WORK ITEM: Tell how many lines in the data below hold the string "drawers"; give nothing but the number.

•••

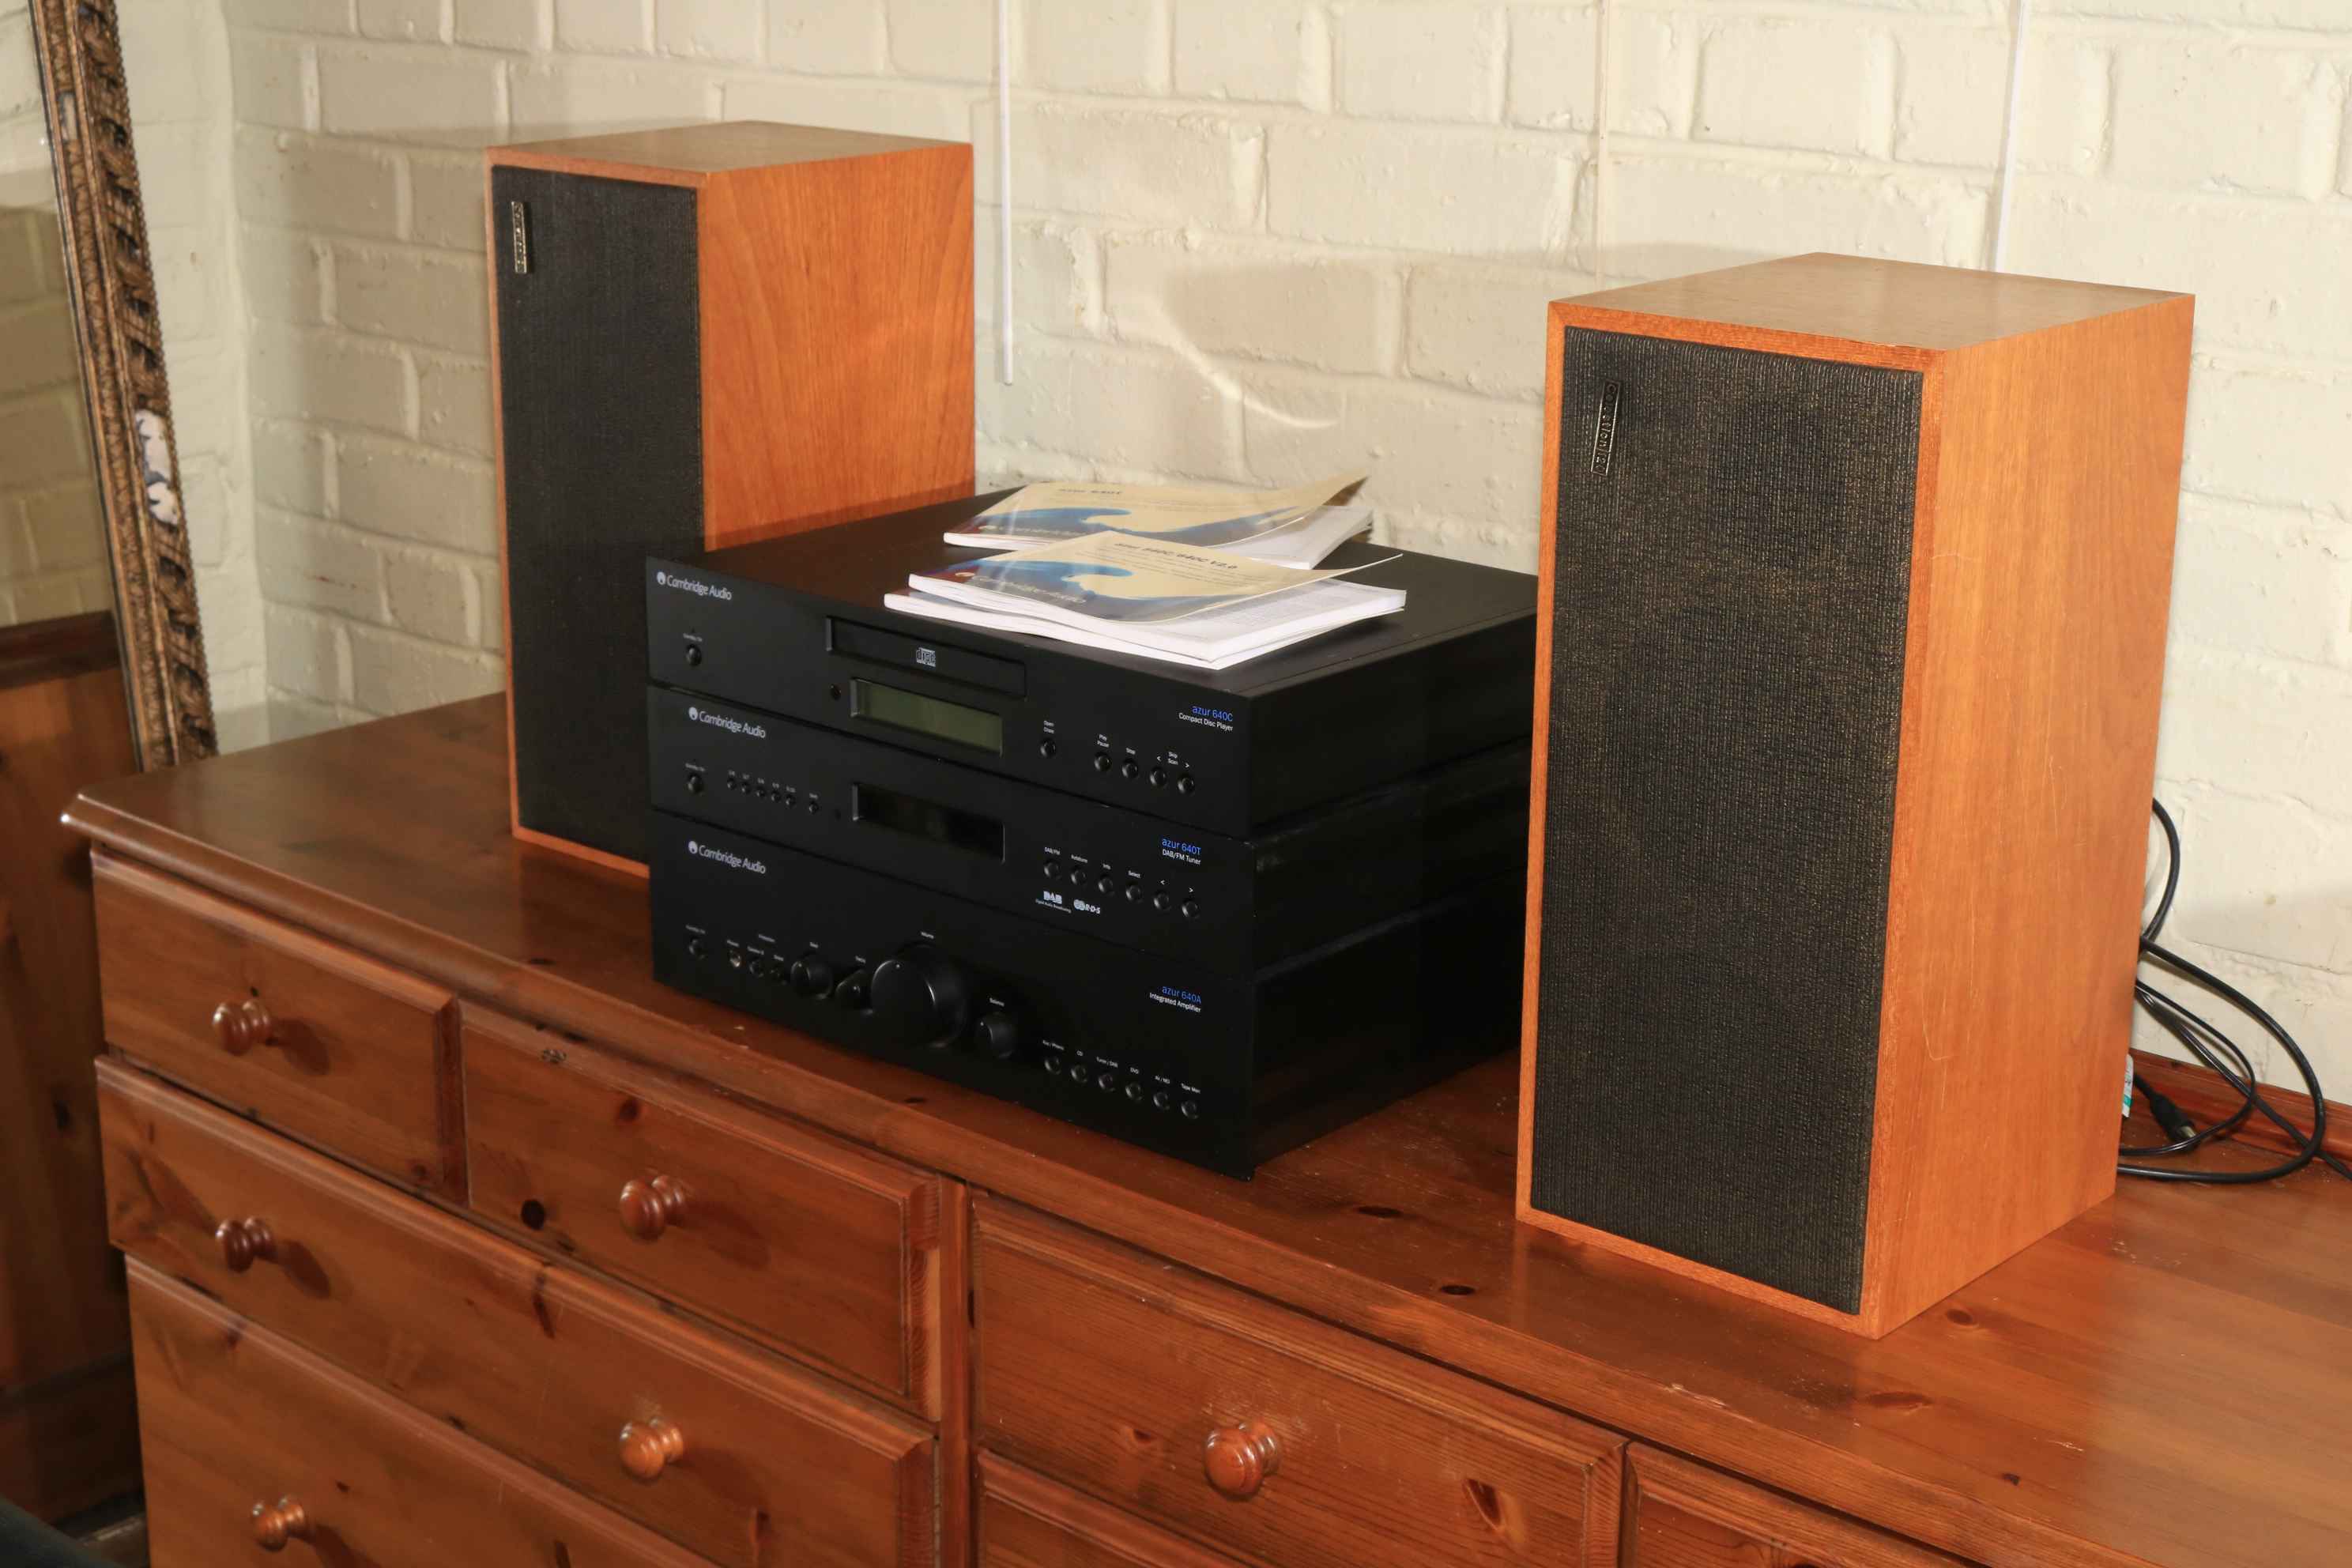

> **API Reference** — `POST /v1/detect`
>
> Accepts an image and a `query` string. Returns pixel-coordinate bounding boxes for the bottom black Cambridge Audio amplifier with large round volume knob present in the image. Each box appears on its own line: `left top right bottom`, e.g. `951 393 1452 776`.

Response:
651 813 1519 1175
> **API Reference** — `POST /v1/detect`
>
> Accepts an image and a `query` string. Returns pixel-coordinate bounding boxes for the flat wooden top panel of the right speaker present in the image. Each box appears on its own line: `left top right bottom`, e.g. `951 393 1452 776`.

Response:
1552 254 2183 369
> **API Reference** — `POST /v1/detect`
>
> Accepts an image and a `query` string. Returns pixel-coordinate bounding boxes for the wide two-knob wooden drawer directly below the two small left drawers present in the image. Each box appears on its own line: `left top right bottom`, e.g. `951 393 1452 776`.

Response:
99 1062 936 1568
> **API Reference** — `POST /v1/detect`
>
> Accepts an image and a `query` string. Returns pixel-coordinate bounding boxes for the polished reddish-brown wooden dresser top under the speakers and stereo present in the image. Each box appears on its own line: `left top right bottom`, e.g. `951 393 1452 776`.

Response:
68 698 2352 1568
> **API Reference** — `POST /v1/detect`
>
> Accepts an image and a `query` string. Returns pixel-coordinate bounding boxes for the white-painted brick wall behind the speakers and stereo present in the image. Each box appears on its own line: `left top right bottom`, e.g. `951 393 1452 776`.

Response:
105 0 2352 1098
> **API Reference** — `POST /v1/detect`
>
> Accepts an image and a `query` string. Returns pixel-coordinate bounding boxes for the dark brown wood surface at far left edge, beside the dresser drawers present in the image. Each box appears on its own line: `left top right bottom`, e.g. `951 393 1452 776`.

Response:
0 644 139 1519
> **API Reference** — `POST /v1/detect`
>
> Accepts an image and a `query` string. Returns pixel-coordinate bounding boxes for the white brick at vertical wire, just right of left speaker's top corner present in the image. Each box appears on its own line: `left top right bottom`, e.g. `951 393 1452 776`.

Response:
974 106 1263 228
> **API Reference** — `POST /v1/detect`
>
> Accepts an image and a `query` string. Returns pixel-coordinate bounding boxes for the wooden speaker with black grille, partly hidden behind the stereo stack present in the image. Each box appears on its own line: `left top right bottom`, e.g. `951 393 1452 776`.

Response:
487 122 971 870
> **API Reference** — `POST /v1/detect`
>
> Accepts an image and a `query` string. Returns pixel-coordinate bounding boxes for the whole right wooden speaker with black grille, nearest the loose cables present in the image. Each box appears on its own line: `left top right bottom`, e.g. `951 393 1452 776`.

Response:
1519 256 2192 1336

•••

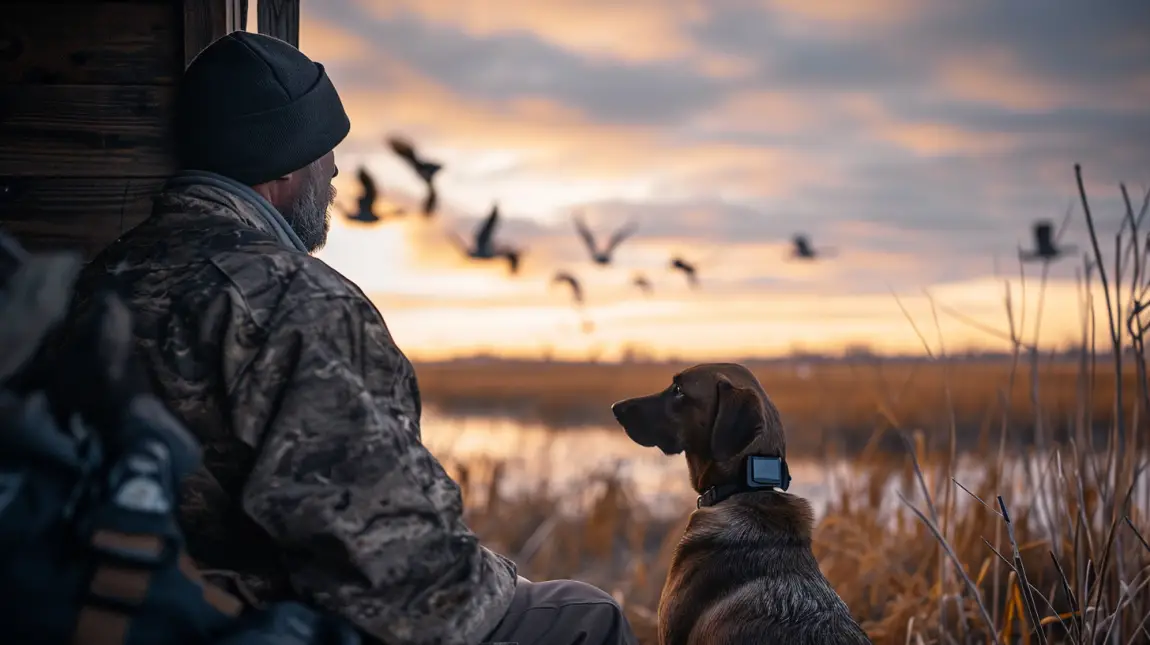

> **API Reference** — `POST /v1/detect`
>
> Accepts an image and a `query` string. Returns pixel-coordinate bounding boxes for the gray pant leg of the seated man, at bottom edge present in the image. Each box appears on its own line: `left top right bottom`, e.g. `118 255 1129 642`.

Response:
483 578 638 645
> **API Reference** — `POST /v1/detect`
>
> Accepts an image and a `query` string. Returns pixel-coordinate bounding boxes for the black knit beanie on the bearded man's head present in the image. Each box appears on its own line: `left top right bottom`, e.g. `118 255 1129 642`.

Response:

•••

WRITTEN RESPONSE: 2